:: Aim ::
Name every target of the Western criticism that Karzai is said to have hit back at in the passage about Karzai and NATO below.

* BEGIN Selected text *

Days later, as the U.S. ambassador and U.S. commander of NATO troops looked on, Karzai told an army graduation ceremony Afghanistan needed to acquire planes and tanks from anywhere it could after failing to get them from NATO and the United States.

"We told America and the world to give us planes soon and if you do not, we will get them from another place," Karzai said. "We told them we have become impatient and we cannot live without planes."

RECRIMINATION
Seven years after swiftly dispatching the Taliban government, Western forces are struggling against insurgent attacks that rose by a third last year and a campaign of suicide bombing that has heightened the sense of insecurity and eroded public trust in the ability of both Karzai's government and NATO to bring security.

Mutual recrimination, though often muted and diplomatically coded, has risen accordingly.

Karzai has repeatedly hit back at Western criticism of his government, endemic official corruption and lack of rule of law, with stinging attacks on the U.S. and NATO record of accidentally killing hundreds of civilians in air strikes.

* END Selected text *
* BEGIN Supplied material *

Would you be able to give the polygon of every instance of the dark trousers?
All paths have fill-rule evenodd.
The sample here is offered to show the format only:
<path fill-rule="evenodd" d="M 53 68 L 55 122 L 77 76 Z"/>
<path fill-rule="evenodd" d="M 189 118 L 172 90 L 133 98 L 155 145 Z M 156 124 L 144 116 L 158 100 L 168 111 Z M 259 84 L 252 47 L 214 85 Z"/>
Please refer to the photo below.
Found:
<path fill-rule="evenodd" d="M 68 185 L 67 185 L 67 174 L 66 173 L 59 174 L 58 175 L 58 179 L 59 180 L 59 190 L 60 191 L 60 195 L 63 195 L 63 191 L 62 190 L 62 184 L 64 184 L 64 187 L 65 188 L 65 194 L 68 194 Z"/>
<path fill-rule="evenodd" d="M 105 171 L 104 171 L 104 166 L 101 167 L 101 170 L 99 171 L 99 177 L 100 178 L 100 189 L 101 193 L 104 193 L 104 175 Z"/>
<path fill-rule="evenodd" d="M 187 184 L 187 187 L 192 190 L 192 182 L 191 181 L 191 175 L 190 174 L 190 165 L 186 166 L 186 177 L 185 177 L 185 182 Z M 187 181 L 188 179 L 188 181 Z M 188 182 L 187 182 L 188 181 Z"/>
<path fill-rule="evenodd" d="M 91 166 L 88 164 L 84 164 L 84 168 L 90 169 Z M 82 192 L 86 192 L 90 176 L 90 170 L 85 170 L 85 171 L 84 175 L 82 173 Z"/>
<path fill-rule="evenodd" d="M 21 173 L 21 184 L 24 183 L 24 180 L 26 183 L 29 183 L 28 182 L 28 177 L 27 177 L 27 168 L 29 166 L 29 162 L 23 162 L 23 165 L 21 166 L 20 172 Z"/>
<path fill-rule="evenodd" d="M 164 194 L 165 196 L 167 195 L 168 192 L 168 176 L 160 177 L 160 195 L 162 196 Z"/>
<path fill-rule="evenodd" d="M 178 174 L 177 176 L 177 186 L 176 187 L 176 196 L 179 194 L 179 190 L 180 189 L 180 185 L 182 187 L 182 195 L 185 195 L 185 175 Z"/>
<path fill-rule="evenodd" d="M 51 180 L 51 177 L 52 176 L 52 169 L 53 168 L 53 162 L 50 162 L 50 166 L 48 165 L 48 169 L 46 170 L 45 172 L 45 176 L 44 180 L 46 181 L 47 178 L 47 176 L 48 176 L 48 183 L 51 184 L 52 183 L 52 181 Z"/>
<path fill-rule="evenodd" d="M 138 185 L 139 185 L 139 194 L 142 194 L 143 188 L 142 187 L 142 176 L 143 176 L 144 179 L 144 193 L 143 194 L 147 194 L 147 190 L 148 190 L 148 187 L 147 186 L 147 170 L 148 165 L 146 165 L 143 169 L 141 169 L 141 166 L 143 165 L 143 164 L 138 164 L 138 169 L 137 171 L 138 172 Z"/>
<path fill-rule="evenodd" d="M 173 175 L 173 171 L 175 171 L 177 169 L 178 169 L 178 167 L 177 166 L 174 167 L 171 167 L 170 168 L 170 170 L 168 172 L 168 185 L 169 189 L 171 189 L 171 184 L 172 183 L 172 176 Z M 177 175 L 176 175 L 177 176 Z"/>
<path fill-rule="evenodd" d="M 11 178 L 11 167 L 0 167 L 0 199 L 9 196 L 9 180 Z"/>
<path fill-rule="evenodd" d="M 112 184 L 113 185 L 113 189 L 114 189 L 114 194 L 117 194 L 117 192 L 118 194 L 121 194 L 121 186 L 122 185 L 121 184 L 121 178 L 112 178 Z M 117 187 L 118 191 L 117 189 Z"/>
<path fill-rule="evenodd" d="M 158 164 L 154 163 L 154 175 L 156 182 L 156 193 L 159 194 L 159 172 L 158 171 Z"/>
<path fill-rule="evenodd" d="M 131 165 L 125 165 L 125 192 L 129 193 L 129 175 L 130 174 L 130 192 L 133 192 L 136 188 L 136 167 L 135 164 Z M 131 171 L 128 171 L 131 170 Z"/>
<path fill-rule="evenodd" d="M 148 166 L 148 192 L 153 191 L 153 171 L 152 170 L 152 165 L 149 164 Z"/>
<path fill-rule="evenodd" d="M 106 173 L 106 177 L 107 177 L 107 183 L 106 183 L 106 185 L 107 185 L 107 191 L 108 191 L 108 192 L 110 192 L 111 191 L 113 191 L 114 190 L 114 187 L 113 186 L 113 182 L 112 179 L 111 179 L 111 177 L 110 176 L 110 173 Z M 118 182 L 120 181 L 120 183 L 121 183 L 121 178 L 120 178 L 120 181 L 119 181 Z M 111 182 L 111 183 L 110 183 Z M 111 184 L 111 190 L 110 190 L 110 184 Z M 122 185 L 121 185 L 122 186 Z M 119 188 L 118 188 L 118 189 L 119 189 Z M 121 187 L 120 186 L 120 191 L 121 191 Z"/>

* END Supplied material *

:: Final result ::
- His government
- Endemic official corruption
- Lack of rule of law